— Start of RAW DATA —

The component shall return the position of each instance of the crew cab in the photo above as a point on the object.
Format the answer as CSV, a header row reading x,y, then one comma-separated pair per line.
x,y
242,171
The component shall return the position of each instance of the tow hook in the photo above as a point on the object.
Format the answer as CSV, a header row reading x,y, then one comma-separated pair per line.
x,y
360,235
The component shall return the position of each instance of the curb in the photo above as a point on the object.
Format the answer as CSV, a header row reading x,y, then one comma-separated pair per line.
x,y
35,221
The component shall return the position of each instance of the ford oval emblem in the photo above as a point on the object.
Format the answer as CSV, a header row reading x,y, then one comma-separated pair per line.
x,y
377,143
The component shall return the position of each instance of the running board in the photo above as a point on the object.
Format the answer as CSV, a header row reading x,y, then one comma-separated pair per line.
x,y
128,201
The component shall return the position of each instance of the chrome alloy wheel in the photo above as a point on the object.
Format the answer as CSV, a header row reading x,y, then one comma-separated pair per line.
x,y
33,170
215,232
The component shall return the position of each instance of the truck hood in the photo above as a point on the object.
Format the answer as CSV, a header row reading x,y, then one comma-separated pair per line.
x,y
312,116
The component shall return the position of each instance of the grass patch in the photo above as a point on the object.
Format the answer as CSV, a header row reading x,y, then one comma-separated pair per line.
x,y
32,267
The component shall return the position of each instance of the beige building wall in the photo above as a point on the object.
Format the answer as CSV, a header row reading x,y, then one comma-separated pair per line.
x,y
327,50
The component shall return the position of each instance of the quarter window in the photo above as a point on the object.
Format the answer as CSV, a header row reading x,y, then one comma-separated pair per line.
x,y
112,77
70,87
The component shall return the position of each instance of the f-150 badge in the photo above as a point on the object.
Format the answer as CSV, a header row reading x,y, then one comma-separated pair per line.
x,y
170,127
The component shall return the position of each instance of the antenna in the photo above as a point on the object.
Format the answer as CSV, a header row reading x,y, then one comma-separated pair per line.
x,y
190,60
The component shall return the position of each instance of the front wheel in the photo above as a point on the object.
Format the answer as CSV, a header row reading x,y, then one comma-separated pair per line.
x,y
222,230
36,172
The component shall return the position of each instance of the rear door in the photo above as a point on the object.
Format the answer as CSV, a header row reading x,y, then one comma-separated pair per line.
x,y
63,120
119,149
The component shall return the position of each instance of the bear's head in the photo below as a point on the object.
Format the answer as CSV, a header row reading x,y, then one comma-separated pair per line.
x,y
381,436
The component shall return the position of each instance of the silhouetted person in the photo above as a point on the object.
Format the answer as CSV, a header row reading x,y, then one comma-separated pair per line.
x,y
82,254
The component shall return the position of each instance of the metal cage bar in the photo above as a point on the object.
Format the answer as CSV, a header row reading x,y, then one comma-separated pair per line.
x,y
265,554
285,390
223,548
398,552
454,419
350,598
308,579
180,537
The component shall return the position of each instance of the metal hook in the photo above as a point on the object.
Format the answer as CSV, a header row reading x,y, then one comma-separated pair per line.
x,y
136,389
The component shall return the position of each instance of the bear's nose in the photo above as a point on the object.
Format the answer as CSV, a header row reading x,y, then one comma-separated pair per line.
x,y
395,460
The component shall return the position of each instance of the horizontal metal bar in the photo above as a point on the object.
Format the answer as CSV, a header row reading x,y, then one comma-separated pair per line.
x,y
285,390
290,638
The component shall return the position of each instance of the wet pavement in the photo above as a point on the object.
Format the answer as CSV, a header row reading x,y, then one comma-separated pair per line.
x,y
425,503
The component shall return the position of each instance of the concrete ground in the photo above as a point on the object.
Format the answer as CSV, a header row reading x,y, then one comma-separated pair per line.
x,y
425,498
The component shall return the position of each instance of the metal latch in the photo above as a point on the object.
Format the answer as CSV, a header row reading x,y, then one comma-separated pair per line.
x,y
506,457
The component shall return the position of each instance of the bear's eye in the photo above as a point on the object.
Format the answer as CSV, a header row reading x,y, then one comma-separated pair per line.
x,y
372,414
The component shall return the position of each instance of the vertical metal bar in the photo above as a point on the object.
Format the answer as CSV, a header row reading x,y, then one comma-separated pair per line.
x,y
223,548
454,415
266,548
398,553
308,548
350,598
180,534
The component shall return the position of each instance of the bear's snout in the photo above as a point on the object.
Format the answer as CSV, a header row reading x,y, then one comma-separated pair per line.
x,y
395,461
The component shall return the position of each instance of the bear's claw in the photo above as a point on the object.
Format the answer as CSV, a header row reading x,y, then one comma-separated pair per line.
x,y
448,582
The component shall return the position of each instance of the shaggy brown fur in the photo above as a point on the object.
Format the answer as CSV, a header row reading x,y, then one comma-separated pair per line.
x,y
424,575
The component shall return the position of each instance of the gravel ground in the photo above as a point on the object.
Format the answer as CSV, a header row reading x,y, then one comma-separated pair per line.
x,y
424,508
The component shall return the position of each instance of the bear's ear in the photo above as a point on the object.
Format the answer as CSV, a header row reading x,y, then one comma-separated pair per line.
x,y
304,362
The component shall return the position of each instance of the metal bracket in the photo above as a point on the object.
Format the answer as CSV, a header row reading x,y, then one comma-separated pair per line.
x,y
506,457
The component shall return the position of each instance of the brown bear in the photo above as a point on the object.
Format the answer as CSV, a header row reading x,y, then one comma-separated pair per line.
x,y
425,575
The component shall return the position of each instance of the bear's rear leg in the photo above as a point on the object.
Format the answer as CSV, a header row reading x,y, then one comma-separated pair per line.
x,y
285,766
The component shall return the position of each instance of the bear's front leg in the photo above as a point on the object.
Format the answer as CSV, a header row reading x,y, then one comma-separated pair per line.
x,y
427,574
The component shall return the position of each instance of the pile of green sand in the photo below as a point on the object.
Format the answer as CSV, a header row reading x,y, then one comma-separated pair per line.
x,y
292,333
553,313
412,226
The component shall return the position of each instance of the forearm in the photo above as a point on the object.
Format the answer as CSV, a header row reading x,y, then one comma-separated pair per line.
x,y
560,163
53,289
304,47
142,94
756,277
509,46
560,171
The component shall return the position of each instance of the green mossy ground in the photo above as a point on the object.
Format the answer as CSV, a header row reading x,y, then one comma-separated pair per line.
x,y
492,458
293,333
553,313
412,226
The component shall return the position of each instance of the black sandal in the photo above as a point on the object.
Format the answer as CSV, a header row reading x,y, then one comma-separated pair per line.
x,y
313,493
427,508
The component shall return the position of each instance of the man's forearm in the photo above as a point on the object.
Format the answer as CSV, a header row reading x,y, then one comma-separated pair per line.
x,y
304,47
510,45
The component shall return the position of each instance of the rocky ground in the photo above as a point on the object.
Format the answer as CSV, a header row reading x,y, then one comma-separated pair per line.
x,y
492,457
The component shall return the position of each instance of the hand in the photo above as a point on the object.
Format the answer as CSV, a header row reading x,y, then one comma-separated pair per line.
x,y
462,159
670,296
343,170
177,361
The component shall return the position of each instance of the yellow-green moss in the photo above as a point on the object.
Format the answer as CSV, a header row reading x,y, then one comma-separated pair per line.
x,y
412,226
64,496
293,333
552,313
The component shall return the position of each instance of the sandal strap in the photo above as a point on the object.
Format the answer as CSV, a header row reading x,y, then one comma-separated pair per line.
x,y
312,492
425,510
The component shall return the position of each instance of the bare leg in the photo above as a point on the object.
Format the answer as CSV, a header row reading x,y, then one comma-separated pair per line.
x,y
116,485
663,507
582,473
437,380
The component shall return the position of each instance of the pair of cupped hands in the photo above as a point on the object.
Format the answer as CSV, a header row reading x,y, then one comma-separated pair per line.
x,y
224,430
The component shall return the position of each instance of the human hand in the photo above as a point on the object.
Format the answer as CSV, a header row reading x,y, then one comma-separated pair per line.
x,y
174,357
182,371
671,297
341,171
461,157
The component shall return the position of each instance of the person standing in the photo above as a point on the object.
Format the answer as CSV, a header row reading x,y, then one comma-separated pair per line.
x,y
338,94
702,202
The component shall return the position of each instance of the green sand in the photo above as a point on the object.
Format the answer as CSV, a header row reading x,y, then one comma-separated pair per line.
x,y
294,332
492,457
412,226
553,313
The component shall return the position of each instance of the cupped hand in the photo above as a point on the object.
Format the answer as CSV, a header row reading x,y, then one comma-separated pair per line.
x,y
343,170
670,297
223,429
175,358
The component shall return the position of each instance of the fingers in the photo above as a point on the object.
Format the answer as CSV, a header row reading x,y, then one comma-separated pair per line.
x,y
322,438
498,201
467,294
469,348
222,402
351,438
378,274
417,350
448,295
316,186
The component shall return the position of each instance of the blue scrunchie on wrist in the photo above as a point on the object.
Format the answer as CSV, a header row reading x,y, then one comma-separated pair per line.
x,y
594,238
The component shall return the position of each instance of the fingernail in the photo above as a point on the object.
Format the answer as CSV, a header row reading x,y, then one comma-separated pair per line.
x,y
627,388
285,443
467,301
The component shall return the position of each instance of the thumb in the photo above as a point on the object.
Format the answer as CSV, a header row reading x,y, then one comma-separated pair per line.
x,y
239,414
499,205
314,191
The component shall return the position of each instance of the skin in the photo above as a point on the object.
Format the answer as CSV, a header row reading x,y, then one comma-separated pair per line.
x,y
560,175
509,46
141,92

— End of RAW DATA —

Repeat, without changes, every line from the one that contains "of the blue" through the final line of the data.

The component shall return the position of each instance of the blue scrunchie on wrist in the photo above as a point on the object.
Format the answer as CSV, a header row reading x,y, then one comma-separated pair per line.
x,y
594,238
The component shall return the position of each instance of the fingernail in the photo above as a point on the object.
Format the answer as CSV, a header row reading x,y, then one comma-separated pair per line.
x,y
627,388
285,443
467,301
The component shall return the position of each instance of the thumb in the photo above as a point on the object.
Format the answer as CSV, a header row reading x,y, then one comma-separated pair per line.
x,y
239,414
499,205
314,191
The component shall return the position of each instance of the skin in the photo above as a point on the object.
Format the answer as CSV, a header row reading x,y, then one comma-separated pair per line.
x,y
560,175
509,46
141,92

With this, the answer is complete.